Your goal >> When you copy the entries, keep every word exactly as it stands.

Listed records >>
- - - - - - -

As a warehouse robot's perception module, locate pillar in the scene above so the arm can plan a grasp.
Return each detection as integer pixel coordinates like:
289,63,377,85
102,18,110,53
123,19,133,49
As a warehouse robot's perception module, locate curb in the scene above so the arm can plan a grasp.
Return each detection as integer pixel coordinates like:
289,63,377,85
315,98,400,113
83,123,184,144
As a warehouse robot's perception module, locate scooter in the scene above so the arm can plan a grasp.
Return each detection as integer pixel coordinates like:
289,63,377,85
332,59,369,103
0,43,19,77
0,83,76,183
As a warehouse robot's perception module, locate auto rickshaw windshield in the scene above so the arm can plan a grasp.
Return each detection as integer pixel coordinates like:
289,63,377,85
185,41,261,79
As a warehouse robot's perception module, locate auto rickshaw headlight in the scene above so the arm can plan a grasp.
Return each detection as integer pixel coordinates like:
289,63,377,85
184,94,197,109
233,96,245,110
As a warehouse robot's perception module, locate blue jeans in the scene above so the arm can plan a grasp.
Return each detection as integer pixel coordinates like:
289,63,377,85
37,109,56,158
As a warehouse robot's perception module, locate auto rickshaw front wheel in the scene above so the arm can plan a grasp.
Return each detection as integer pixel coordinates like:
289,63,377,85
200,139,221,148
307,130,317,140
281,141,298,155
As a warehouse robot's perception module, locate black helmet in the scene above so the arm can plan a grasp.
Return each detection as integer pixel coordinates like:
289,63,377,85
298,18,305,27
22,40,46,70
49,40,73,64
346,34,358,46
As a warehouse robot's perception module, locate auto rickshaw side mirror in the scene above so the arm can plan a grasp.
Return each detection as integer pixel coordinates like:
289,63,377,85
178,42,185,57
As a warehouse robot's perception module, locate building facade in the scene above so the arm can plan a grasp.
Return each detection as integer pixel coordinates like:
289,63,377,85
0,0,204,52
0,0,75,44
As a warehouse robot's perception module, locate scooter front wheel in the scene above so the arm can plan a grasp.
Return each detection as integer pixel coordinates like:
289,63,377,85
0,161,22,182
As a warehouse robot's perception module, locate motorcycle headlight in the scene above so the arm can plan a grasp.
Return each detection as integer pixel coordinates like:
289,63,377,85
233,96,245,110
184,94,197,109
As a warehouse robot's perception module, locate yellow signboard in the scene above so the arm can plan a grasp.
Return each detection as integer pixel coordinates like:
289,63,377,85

- - - - - - -

Exercise response >>
As a warehouse robot's perception module, locate pillar in the scene above so the arm can plan a grasp.
Return each detection as integer pixel coordinates like:
289,63,377,85
102,18,110,53
123,19,133,49
As a warehouse robot's perception module, locate curb in the scene above so the arm can plan a grasp.
Return each detection as integer pixel coordinates like:
289,63,377,85
315,98,400,113
83,123,184,144
As a warehouse robot's perception module, locate scooter in the scene above so the arm can plan a grasp.
Return each detection as integer pixel coordinates like:
289,63,377,85
332,59,369,103
0,43,19,77
0,83,76,183
As a warehouse robot's perception module, locate auto rickshaw windshield in the scene above so the arm can plan a grasp.
Return each detection as integer pixel coordinates like:
289,63,377,85
185,41,261,79
As a warehouse robot's perception module, locate auto rickshaw headlight in the scene above so the arm can plan a grasp.
Return each detection as integer pixel coordinates like:
289,63,377,85
184,94,197,109
233,96,245,110
As a warehouse robot's perception module, locate blue jeans in the scene above so the arm can plan a grasp.
Return each detection as integer pixel coordinates like:
289,63,377,85
37,109,56,158
As a warehouse robot's perception module, locate auto rickshaw front wheel in the scene above so the arm can plan a grasp.
Return each detection as integer pixel coordinates like:
289,63,377,85
200,139,221,148
307,130,317,140
281,141,298,155
As a warehouse robot's perception module, locate black helmet in the scene above so the arm can plan a grasp.
Return each detection as integer pixel coordinates like:
289,63,377,85
298,18,305,27
22,40,46,70
49,40,73,64
346,34,358,46
As a warehouse robot's perception module, locate auto rickshaw side mirror in the scene above so the arm can plan a grasp.
Return each detection as integer pixel coordinates like:
289,63,377,85
178,42,185,57
As a warehouse robot's perception module, locate building facade in the scene above so the arm can plan a grasp.
Return each detection as integer pixel coordinates like:
289,63,377,85
0,0,204,52
0,0,75,44
As a warehouse robot's perception module, locate scooter front wheel in the scene above so the arm can plan a grasp.
Return each detection as integer pixel coordinates like:
289,63,377,85
0,161,22,182
As a warehouse robot's perception module, locate motorcycle headlight in the scene above so the arm can plan a grasp.
Return each detection as integer pixel coordinates like:
289,63,377,85
233,96,245,110
184,94,197,109
As a warehouse robot's perception module, locate yellow signboard in the scene above so the arm can plan a grasp.
Return each detection as integer pixel coordinates like:
289,63,377,85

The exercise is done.